* _Exercise details_
Output only the span of lines that begins at the line containing "If you could point at the navy" and ends at the last line of the data, both included, exactly as they appear.

* start *

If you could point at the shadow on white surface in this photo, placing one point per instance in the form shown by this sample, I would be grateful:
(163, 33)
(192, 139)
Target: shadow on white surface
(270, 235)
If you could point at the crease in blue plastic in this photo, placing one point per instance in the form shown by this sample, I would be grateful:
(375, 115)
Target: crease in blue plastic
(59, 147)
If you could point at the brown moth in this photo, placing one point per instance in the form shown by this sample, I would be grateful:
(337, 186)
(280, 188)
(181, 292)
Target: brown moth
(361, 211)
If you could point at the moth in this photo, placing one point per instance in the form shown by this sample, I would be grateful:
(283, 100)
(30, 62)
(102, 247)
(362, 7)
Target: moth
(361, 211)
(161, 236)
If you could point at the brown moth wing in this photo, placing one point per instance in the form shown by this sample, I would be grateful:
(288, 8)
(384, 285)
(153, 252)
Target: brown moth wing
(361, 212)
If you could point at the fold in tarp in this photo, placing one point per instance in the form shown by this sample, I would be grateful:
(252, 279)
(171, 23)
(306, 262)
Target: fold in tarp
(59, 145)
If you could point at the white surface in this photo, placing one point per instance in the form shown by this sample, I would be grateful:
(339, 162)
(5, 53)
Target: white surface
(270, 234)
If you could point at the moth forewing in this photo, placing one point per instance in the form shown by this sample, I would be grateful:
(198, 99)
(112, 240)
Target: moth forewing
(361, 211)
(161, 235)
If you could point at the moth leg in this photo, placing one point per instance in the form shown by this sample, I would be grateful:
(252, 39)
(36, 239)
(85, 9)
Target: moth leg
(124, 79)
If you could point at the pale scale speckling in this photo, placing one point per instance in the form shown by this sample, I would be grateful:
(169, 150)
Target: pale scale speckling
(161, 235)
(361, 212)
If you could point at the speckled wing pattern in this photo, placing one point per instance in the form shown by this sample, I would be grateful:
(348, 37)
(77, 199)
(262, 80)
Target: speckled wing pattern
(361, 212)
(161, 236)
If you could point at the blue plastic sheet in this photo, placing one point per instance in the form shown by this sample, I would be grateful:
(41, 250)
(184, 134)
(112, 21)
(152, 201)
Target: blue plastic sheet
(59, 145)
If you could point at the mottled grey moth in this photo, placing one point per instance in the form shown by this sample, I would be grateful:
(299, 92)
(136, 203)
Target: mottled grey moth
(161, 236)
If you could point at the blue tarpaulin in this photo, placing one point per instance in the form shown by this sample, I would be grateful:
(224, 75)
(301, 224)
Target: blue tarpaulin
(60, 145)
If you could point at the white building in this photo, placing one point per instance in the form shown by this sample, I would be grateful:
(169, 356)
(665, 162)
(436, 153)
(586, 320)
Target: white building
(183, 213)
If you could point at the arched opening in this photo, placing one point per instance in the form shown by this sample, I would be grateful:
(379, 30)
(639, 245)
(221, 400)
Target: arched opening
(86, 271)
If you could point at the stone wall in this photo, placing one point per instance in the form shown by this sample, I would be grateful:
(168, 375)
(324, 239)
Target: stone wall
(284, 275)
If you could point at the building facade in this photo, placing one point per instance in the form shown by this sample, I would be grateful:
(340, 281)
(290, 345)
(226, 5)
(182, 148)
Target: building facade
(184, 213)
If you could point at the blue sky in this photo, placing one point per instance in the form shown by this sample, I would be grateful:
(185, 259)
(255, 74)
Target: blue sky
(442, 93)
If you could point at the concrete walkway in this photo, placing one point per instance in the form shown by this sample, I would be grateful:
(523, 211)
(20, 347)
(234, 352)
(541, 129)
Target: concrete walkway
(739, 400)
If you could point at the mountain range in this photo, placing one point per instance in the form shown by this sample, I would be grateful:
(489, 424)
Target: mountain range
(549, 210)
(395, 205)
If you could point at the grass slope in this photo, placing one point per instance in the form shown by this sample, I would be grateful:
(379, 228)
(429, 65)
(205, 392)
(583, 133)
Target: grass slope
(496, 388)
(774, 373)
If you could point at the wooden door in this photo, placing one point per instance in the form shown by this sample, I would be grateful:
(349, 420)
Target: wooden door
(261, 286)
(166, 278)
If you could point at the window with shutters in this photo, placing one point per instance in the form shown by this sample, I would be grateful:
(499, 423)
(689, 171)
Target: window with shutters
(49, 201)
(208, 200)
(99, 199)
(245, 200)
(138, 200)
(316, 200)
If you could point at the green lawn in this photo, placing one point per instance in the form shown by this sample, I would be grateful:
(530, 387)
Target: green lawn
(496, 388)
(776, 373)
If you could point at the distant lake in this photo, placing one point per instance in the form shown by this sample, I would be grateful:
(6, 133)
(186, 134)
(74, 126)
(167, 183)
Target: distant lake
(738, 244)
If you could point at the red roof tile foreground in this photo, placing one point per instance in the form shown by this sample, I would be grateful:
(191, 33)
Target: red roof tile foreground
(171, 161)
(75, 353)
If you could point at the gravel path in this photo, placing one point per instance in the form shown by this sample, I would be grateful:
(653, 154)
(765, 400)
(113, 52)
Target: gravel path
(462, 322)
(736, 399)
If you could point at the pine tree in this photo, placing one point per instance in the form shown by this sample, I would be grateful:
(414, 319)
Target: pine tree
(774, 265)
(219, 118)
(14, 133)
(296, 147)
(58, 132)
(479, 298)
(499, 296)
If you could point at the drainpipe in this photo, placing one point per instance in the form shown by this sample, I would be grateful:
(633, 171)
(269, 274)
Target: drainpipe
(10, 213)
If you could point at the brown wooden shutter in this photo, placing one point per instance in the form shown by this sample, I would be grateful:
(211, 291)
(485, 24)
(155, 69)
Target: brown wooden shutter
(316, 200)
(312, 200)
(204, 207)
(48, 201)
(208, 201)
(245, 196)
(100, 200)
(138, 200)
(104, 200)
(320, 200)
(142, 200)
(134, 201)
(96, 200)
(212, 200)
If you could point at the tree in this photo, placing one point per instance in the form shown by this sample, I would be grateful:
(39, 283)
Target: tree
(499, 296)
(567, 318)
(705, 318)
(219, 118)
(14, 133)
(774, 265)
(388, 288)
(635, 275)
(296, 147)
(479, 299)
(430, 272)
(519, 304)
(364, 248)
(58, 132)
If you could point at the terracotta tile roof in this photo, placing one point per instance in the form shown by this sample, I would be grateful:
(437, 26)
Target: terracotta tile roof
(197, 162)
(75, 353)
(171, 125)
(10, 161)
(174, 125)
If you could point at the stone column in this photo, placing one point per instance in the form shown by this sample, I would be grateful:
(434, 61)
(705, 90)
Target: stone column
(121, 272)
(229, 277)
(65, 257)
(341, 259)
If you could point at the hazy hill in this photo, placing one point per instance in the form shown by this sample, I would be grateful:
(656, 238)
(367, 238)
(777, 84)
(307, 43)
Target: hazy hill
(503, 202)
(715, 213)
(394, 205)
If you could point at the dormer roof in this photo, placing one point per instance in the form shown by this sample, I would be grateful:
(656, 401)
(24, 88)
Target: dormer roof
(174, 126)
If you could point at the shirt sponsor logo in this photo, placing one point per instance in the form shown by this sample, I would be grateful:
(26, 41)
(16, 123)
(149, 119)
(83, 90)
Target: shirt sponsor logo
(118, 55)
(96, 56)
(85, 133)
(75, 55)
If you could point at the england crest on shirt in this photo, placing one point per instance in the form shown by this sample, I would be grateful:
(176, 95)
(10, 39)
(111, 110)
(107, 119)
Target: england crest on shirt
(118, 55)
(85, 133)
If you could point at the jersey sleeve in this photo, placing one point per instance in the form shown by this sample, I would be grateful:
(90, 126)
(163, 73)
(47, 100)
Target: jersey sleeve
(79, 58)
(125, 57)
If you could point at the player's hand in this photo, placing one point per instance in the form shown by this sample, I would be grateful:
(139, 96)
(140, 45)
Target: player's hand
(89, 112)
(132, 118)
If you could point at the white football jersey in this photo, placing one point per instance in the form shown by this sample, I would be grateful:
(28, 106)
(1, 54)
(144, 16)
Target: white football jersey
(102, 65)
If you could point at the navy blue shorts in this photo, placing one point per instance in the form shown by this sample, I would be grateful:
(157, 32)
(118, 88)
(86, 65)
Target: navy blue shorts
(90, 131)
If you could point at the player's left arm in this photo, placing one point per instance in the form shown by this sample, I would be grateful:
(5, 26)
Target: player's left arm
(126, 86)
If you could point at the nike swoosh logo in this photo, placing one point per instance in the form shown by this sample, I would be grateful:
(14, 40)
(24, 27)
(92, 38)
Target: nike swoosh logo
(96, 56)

* end *

* _Worked solution_
If you could point at the navy blue shorts in this photo, placing one point per instance in the form shown by this sample, I would be grateful:
(157, 32)
(118, 88)
(86, 65)
Target: navy blue shorts
(90, 131)
If you could point at the player's left arm in this photo, placing one point per instance in the form shown by this sample, I would be grateful:
(5, 26)
Target: player's left arm
(126, 86)
If you could point at the nike swoosh logo in this photo, placing one point per instance in the form shown by this sample, I would be grateful:
(14, 40)
(24, 27)
(92, 38)
Target: nike swoosh logo
(96, 56)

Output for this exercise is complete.